---------- Document excerpt ----------
U.S. Rep. Ami Bera, D-Elk Grove, on July 16 called for an extension in unemployment benefits during a time when millions of unemployed Americans are in jeopardy of losing their $600 weekly benefit by the end of July.

The congressman stressed this support during his public telephone town hall on the novel coronavirus (COVID-19).

With the COVID-19 pandemic and stay-at-home orders leading to high unemployment rates last March, the federal government passed the $2.2 trillion Coronavirus Aid Response and Economic Security (CARES) Act to assist those affected during this economic fallout.

This package includes extra funding of $600 per week for those who lost their jobs due to the pandemic. This bonus is provided as a supplement to the unemployment benefits that millions of people are receiving from the state where they live.

The $600 CARES Act bonus is scheduled to expire on July 31, unless the Trump administration and the Senate approve an extension.

Bera stressed his support for obtaining this extension.

“I will be flying back to Washington, D.C.,” he said. “We do think we need to keep extending unemployment benefits. We need to continue making sure people can cover their basics: food, shelter, clothing and just the basic necessities that everyone needs.

“Again, this is the time where we need to come together as a country, a region and state, and really look after one another. It’s going to be extremely important.”

Bera also addressed the Health and Economic Recovery Omnibus Emergency Solutions (HEROES) Act – the proposed $3 trillion COVID-19 relief bill, which was passed by the U.S. House of Representatives in May, and includes an extension of the $600 per week extra unemployment funding through January 2021, student loan forgiveness of up to $10,000 per person, and other benefits.

The bill must also be passed by the Senate to be fully approved.

“We’ll go back in session and the Senate will be back in session on Monday (July 20), and we’ll be in session for those two weeks,” he said.

“We’re willing to stay additional weeks to get this done, because we know that enhanced unemployment benefits that many people are relying on to be able to pay their rent, to put food on their table, that all runs out at the end of July. We’ve got to extend those unemployment benefits, because, again, we know we’re going to be grappling with this virus for the foreseeable future, at least the rest of this calendar year.”

Bera’s comments came two days after more Sacramento County businesses were ordered to reclose their indoor services, due to a rise in confirmed COVID-19 cases.

County health director

addresses county’s increase in COVID-19 cases

While joining Bera in the July 16 telephone town hall, Dr. Peter Beilenson, director of Sacramento County’s Department of Health Services, provided statistics on the county’s recent surge in COVID-19 cases.

“We’re at 6,400 cases now in Sacramento County,” he said. “To put that in perspective, we had 2,000 cases total in the first 20 weeks of the outbreak. We’ve had about 1,000 each week the last four weeks or so that have gotten us up to this number.”

Beilenson noted that despite these increases, Sacramento County’s case numbers are lower per capita than those of many of California’s major counties.

However, Beilenson stressed that the county is concerned about the hospitalization and intensive care (ICU) cases.

“We’ve gone from eight hospitalization cases about five weeks ago to 184 this week, today,” he said. “So, we’ve gone up around 19-fold. And 58 people in the ICU, as opposed to two in the ICU before.

“So, the thing that we’re most concerned about in terms of the number of cases, is trying to keep the people out of the hospitals and the ICU, to keep from overloading those two entities.”

Beilenson concluded that these figures place the county in a “risky situation.”

“We’re not in a terrible situation, but we’re clearly in a risky situation, compared to where we were four weeks or so ago,” he said.
----------
## What is needed:
In the article on the call to extend unemployment benefits, on what date is the $600 CARES Act bonus scheduled to expire? The grounding data that comes next isn't needed.
---------- Extracted data ----------
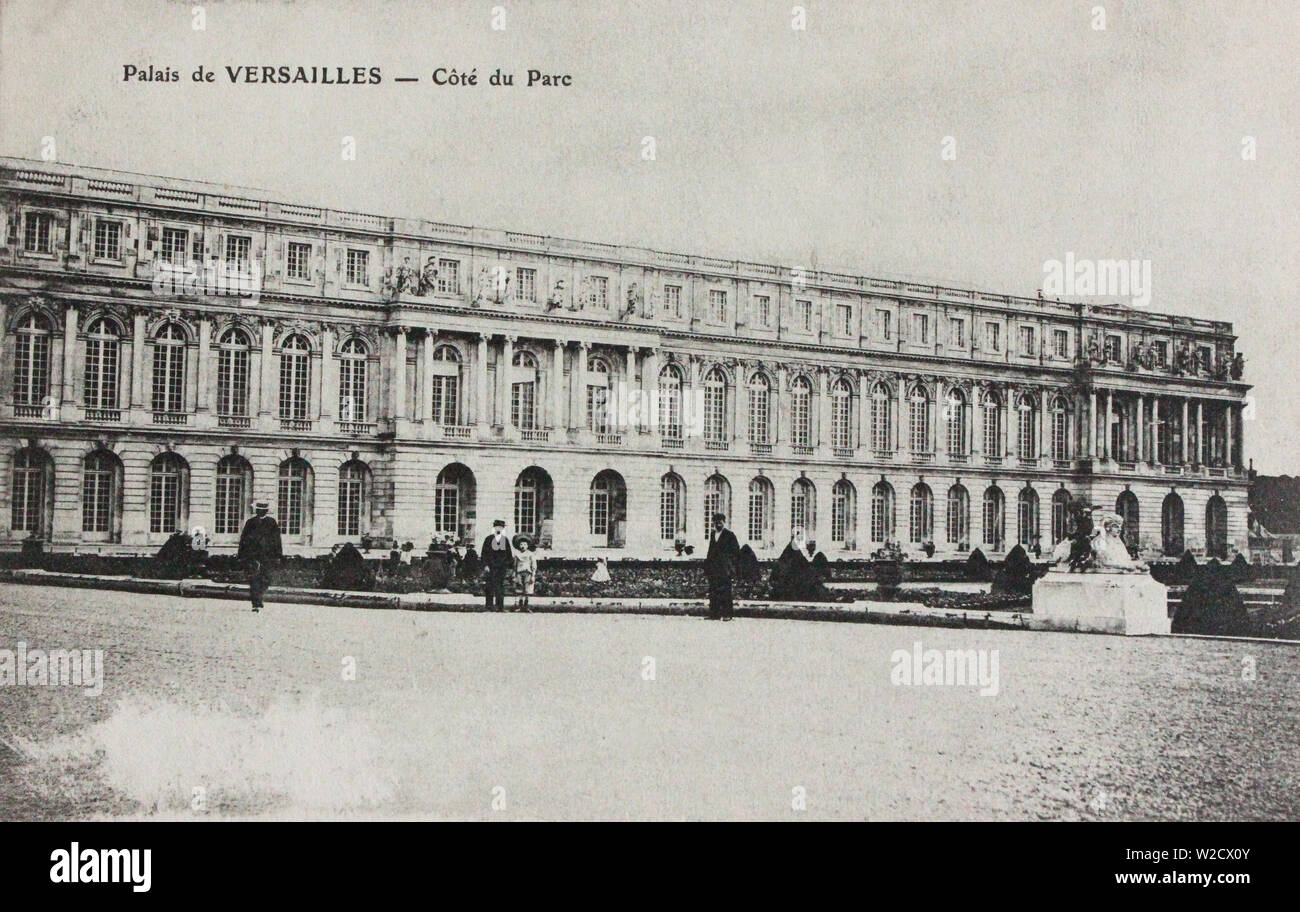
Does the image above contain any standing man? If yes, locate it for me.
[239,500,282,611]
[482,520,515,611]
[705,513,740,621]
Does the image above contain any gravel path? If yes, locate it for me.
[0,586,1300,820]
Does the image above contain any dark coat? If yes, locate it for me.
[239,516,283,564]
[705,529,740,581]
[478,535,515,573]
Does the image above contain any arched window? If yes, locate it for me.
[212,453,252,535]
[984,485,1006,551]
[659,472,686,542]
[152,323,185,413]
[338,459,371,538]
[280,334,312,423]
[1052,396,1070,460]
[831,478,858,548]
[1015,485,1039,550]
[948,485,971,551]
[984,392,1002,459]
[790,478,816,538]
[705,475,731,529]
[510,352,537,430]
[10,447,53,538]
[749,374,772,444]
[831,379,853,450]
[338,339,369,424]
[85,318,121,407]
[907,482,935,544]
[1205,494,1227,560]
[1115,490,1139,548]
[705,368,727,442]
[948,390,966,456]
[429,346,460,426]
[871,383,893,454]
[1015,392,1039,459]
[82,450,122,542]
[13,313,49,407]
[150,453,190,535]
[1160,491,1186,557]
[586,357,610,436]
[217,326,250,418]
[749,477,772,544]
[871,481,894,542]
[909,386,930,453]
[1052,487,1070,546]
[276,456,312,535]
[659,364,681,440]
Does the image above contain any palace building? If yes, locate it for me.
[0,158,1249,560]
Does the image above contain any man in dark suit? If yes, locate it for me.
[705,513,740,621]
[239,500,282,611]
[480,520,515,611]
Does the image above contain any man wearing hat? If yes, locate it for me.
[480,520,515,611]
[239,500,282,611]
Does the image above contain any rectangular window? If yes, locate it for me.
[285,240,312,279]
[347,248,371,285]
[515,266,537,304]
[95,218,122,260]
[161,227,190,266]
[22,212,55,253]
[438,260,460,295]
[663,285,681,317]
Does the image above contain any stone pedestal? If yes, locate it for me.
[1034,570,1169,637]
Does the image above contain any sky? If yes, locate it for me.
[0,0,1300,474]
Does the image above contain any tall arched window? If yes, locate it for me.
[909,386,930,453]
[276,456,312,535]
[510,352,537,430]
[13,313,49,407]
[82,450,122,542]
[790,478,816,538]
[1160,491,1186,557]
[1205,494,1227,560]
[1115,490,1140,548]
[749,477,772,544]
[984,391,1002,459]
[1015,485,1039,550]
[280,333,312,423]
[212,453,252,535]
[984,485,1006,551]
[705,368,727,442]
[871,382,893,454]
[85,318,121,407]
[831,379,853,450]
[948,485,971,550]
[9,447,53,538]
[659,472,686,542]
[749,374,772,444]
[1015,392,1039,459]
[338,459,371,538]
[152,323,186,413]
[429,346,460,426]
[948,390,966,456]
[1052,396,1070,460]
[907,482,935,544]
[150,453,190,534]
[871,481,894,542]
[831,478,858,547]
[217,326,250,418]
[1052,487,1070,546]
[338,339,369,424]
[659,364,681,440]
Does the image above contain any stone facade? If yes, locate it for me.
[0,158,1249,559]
----------
## Answer box:
July 31, unless the Trump administration and the Senate approve an extension.